Entries from a pointing dataset:

* * * * * * *

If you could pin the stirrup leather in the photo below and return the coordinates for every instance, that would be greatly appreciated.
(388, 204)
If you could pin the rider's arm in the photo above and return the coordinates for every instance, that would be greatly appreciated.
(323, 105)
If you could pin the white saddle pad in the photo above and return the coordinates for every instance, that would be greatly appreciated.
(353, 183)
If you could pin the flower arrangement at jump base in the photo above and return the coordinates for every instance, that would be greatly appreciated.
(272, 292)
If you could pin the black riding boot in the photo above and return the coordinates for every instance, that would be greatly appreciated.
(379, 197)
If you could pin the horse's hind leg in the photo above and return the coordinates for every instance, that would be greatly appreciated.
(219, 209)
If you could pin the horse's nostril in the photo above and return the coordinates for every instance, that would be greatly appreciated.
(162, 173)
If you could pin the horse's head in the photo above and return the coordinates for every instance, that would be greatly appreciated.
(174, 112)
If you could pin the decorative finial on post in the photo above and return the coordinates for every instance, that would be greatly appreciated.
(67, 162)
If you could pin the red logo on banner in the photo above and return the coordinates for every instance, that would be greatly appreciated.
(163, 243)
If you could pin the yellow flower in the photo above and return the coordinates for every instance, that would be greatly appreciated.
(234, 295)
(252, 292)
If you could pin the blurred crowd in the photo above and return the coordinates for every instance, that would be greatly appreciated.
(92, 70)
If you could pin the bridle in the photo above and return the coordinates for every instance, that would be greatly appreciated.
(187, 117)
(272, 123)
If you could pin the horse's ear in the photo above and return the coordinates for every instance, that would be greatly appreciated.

* * * * * * *

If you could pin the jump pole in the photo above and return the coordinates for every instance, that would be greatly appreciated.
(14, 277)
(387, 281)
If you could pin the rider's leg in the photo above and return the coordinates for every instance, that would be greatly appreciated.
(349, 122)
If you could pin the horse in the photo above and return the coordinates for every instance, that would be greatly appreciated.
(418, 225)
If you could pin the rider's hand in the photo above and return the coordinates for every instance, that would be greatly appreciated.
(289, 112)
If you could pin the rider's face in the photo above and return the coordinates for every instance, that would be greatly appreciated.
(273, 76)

* * * * * * *

### Exercise task
Count the lines above that contain the word "flower" and give only that number.

### Written response
2